** start Selected passage **

Inventory Efficiency: Do the Math

Date October 9, 2019

Parts managers are using complex mathematical formulas to compute their optimal inventory quantities these days – though they might not be aware of it. Your DMS system is thinking through the process using calculus to create formulas and cost curves with the ultimate goal of minimizing the cost of ordering, stocking and holding the parts inventory.

Generally, the more of a part you order, the less expensive it is – not only is the part price reduced, but so are other costs, like transportation and labor. On the other hand, ordering in quantities that don’t sell in a timely manner, even to the point of obsolescence, raises costs, not just for parts that don’t get sold but for “frozen capital.” In essence, this leaves money sitting on the parts shelf that could be used in more productive ways. In the language of your DMS system, where the part cost and carrying cost curves meet is theoretically the optimal order quantity.

Of course, running the calculus is the computer software’s job, not the parts manager’s. But even without a computerized formula it’s important to think about where these curves meet, and what tools you have available to ensure you are inventorying intelligently.

** end Selected passage **
** start Provided records **

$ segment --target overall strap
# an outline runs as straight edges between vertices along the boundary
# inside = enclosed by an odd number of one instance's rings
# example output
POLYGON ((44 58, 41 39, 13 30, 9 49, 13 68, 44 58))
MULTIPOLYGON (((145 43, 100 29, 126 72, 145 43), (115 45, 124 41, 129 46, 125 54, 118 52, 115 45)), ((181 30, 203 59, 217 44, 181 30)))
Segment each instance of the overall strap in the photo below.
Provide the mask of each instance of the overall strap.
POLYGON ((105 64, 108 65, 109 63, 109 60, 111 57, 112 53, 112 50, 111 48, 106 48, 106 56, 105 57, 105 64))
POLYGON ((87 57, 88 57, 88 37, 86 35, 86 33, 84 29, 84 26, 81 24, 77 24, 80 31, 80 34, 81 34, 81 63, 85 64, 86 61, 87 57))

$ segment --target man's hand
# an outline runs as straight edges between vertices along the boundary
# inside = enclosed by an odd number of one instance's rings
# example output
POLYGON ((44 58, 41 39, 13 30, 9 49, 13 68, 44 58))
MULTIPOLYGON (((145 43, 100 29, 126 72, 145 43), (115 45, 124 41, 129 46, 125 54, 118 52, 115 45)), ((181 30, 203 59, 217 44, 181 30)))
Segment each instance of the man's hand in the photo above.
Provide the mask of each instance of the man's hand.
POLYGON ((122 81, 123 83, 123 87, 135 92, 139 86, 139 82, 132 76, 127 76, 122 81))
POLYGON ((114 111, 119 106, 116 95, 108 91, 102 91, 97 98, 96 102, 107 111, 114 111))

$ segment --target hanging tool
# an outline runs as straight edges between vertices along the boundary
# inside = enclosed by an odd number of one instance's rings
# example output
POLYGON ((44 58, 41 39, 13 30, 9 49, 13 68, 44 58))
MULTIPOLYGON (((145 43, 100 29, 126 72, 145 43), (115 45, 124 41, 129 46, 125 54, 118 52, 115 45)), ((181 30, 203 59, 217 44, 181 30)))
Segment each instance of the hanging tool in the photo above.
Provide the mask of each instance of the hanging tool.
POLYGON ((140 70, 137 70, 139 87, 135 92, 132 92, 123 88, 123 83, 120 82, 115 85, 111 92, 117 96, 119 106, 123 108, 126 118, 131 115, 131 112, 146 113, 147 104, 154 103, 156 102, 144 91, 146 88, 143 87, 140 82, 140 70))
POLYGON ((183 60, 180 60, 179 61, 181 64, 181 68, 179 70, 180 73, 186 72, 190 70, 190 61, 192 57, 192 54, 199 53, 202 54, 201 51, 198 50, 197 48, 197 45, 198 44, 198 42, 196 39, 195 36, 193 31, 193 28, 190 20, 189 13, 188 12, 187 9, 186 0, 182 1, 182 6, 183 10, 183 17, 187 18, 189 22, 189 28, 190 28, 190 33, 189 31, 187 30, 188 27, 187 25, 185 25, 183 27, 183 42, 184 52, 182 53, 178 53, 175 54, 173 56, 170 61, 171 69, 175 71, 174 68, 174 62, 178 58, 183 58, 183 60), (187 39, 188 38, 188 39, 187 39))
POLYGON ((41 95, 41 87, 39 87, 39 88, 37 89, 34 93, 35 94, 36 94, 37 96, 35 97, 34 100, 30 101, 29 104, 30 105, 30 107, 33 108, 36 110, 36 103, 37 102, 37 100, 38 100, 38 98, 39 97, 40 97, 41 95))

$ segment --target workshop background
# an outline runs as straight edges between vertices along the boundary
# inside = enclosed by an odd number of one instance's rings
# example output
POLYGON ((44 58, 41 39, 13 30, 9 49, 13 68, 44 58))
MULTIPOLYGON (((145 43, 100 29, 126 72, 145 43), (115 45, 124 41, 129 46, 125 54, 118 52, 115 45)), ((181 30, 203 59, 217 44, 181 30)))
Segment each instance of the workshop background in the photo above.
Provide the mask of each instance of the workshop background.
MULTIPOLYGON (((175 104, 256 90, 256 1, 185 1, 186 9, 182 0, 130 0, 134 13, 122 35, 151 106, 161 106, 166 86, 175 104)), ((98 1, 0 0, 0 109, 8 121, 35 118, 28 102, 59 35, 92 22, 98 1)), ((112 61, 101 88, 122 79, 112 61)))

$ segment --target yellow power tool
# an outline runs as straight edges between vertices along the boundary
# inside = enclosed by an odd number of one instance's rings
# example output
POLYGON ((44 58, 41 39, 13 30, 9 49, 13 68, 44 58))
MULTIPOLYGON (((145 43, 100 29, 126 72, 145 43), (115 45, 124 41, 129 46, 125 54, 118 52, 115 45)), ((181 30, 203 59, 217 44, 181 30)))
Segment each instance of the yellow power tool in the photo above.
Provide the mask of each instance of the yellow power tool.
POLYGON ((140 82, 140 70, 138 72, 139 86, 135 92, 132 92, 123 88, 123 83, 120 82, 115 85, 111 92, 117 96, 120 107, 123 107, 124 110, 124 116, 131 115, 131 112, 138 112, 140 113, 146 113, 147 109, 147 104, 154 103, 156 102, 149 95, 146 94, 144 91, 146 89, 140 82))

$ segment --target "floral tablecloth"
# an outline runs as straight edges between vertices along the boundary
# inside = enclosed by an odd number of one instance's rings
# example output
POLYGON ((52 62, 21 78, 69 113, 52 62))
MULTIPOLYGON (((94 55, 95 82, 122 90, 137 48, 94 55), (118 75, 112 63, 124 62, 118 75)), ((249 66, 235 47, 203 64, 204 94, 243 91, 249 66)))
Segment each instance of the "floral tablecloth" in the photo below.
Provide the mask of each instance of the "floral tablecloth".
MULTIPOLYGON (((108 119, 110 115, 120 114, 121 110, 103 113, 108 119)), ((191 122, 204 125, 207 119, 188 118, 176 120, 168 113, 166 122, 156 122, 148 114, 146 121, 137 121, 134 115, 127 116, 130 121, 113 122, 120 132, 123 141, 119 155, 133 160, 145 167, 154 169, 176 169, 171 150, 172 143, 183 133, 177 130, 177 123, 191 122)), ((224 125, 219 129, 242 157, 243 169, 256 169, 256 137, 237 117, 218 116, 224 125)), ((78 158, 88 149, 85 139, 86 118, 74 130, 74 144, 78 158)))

** end Provided records **
** start Provided records **

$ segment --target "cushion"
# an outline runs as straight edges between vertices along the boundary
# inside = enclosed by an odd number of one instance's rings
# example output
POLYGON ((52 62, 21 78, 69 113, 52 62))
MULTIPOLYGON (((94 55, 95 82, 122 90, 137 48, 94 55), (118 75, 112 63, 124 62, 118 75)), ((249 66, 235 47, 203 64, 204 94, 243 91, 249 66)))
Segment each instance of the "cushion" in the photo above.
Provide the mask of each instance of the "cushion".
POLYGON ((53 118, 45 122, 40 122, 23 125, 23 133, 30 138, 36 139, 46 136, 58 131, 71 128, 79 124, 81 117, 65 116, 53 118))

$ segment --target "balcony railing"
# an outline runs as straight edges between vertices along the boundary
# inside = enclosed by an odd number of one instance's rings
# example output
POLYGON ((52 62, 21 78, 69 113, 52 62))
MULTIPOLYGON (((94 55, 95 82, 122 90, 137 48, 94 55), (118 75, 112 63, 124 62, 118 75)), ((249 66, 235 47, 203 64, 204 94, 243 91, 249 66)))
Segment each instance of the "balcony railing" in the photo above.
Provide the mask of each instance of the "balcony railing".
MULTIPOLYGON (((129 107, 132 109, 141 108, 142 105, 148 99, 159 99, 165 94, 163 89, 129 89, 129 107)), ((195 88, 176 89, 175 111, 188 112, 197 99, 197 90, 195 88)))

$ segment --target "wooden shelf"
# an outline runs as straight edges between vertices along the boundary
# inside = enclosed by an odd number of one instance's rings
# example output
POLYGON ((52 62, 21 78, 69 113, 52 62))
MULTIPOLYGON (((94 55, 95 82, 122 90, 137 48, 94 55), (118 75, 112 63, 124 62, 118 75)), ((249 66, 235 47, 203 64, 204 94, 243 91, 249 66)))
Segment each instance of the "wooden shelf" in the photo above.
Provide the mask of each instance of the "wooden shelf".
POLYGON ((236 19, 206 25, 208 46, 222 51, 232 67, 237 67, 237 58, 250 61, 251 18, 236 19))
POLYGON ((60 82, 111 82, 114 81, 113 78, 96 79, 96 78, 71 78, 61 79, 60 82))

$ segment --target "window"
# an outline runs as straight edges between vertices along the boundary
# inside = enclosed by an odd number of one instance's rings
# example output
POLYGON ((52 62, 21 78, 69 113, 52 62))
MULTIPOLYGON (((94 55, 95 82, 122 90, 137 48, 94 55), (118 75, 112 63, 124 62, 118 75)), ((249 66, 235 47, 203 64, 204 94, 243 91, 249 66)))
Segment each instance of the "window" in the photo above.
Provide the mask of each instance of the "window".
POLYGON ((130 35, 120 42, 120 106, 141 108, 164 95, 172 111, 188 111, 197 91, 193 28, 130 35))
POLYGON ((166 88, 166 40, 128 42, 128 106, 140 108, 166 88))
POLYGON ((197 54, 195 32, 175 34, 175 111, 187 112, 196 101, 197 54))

** end Provided records **
** start Provided records **

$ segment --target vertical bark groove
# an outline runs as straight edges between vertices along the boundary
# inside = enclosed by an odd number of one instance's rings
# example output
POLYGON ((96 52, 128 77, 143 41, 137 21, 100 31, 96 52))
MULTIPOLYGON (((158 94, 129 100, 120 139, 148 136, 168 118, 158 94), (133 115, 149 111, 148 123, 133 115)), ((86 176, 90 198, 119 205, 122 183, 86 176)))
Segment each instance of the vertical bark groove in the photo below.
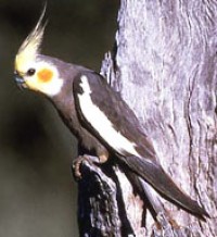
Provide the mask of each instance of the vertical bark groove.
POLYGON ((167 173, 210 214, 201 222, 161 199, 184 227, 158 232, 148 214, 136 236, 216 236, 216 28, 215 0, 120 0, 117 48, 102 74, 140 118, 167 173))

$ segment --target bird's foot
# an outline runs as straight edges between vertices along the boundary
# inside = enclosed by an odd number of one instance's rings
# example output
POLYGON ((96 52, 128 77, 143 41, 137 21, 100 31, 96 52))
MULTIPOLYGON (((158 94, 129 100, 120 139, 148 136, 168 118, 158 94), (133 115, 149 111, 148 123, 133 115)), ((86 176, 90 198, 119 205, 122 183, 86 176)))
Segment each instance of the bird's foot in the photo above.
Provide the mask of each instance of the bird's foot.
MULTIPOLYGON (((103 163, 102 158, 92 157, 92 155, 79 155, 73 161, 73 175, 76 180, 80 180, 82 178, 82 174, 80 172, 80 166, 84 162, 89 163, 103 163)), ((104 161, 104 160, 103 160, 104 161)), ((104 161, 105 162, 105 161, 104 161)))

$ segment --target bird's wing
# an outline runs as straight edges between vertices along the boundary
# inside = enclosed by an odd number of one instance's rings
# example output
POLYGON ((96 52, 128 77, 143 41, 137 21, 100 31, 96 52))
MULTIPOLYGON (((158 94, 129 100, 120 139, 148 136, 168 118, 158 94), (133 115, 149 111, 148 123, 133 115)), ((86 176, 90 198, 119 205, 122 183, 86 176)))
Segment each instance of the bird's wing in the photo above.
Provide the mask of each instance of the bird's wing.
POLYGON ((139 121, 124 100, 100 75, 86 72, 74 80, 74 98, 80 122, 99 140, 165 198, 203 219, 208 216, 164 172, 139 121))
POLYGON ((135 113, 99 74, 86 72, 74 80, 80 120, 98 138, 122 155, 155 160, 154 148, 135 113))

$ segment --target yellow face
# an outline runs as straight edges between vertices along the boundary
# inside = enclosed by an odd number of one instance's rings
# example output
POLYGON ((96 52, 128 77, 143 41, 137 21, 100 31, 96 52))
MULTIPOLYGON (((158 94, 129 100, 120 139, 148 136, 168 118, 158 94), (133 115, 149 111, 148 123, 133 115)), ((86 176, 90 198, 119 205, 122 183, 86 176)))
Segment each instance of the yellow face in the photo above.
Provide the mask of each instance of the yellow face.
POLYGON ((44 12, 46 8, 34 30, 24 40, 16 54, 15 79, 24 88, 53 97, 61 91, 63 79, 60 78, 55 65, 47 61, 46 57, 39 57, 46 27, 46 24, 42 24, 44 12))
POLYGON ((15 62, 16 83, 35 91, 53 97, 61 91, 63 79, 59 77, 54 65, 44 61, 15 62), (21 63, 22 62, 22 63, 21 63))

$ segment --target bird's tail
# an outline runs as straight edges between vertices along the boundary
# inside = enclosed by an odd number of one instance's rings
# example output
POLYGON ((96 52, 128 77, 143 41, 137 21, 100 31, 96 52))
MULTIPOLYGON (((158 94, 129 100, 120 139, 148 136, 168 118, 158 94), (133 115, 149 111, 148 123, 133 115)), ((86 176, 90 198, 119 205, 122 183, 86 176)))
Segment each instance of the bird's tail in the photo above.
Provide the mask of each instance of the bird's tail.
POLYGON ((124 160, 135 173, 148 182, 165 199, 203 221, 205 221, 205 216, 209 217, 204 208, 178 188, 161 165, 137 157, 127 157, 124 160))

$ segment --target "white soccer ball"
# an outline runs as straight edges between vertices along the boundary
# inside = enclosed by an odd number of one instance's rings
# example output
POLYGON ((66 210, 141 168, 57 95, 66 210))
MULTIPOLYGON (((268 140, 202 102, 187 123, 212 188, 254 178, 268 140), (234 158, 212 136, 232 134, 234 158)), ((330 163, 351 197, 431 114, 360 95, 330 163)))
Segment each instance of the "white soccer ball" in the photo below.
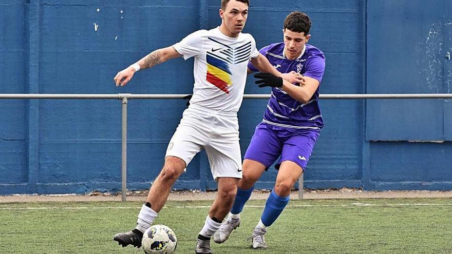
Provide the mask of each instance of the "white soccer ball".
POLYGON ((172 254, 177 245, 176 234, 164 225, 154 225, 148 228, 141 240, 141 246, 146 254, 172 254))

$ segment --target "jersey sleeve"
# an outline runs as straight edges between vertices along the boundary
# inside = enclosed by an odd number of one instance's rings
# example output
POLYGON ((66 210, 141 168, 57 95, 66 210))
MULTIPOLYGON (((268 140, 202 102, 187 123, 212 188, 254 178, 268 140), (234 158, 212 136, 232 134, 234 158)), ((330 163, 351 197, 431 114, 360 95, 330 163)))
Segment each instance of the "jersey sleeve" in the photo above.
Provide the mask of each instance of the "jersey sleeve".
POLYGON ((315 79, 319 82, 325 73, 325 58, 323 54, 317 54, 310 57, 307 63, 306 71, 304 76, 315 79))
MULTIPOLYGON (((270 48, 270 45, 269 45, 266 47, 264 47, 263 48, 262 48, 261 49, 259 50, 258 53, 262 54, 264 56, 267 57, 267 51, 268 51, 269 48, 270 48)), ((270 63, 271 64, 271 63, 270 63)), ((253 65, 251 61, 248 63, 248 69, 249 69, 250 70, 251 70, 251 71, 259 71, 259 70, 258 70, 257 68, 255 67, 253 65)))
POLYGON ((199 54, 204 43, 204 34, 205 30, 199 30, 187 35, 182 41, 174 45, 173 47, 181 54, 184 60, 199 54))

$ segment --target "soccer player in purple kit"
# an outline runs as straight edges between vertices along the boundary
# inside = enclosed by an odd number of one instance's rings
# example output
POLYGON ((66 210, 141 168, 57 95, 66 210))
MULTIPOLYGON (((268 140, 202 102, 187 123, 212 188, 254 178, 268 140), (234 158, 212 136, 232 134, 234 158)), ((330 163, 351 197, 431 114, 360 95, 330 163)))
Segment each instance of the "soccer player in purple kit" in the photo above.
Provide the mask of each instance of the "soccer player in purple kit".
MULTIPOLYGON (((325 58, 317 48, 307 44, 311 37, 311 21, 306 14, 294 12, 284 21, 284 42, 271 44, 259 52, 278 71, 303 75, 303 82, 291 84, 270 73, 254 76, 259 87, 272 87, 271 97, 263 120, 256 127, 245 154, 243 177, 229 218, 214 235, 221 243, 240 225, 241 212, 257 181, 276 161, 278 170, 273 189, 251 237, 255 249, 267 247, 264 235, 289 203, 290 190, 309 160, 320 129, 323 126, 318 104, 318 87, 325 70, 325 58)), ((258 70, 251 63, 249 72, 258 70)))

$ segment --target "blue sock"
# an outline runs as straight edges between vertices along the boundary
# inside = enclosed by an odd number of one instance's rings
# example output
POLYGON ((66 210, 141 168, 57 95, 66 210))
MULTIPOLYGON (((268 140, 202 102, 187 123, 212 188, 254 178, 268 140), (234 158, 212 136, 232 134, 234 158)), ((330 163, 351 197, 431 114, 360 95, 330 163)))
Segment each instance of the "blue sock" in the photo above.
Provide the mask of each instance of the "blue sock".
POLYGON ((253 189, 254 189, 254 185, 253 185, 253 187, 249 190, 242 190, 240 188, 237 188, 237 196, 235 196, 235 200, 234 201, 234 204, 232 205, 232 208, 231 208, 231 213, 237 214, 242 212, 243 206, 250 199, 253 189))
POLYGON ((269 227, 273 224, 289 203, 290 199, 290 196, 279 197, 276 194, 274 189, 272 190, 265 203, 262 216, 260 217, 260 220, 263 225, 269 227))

** end Provided records **

- What this exercise asks:
• A. In the inventory efficiency article, where is the optimal order quantity theoretically found?
• B. Carry on the article on parts inventory efficiency from its last sentence.
The records have no connection to the article on inventory efficiency.

- Answers to the problems:
• A. Where the part cost and carrying cost curves meet.

• B.
Inventory and Turn Rates
Optimally parts inventories are going to turn four to six times a year. Accordingly, a dealership should retain 60 to 90 days of parts on hand. To compute your dealership’s turn rate, take your cost of goods sold for parts (sales minus gross profit) and divide that number by the cost of the parts inventory you have on hand. Then use your turn rate to determine how many days supply you have in inventory.

An example calculation:
The factors:
Parts sales for a year = $3 million
Gross profit on those sales = $1 million
Current parts inventory = $380,000

The calculation:
Cost of goods sold ($3 million minus $1 million) = $2 million
Parts turn rate ($2 million divided by $380,000) = 5.26
Current supply ($380,000 divided by $166,670 [$2 million divided by 12 months]) = 2.27 months or 68 days

Dealerships will necessarily find some inventory stale and not turning, while other parts are turning quickly. The only way to counteract the losses associated with the slow moving or obsolete parts might be moving the fast moving parts even faster. Understanding which parts are slowing the turn rate will help the dealer make adjustments to minimize losses.

So yes, there is real value in the math you learned in middle school that you thought you’d never use. Math makes for better parts management, a better return on your investment.

Three Key Reports
There are several DMS reports that can help to make your parts operation more efficient, but there are three that are essential to having the right parts on the shelves at the right time.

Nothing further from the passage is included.